-- ZIEL --
Gib aus dem Dokumentabschnitt unten alles von „Das Rechtsmittel führt“ bis hinunter zu „wegen zu beachten.“ wortgetreu wieder.

-- DOKUMENTABSCHNITT --
········
Die Staatsanwaltschaft Dortmund hat den Angeklagten unter dem 3. Juli 2000 bei dem Strafrichter des Amtsgerichts Unna angeklagt, am 5. Mai 2000 gegen 03.10 Uhr dem Geschädigten K. in dessen Gaststätte "Joy" ohne rechtfertigenden Grund einen gläsernen Aschenbecher gegen die linke Schläfe geschlagen und ihm dadurch eine Schädelprellung und einen Riss im Trommelfell des linken Ohres zugefügt zu haben (Vergehen nach § 224 Abs. 1 Nr. 2 StGB). Nach Zustellung der Anklage an den Angeklagten durch den Strafrichter hat ohne Beteiligung der Staatsanwaltschaft - eine solche ist in den Akten jedenfalls nicht dokumentiert - das Schöffengericht II des Amtsgerichts Unna die Sache mit Beschluss vom 24. Juli 2000 übernommen und am 28. August 2000 die Anklage zugelassen und "auf Antrag der Staatsanwaltschaft" das Hauptverfahren (vor sich) eröffnet. Am 2. Mai 2001 hat es den Angeklagten wegen gefährlicher Körperverletzung zu einer Freiheitsstrafe von neun Monaten mit Strafaussetzung zur Bewährung verurteilt.

Hiergegen wendet sich die form- und fristgerecht eingelegte (Sprung-)Revision des Angeklagten mit der Rüge der Verletzung sachlichen Rechts.

II.

Das Rechtsmittel führt zur Aufhebung des Urteils und zur Verweisung der Sache an den Strafrichter des Amtsgerichts Unna, weil das Schöffengericht seine sachliche Zuständigkeit zu Unrecht, und zwar willkürlich, bejaht hat. Die fehlende sachliche Zuständigkeit ist als Prozesshindernis, auch ohne dass dies gerügt worden ist, von Amts wegen zu beachten.
········
-- BEREITGESTELLTE DATEN --
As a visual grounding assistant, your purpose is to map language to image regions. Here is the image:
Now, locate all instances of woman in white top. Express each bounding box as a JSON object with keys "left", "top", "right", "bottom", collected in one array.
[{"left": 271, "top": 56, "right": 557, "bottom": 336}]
········
-- ERGEBNIS --
Das Rechtsmittel führt zur Aufhebung des Urteils und zur Verweisung der Sache an den Strafrichter des Amtsgerichts Unna, weil das Schöffengericht seine sachliche Zuständigkeit zu Unrecht, und zwar willkürlich, bejaht hat. Die fehlende sachliche Zuständigkeit ist als Prozesshindernis, auch ohne dass dies gerügt worden ist, von Amts wegen zu beachten.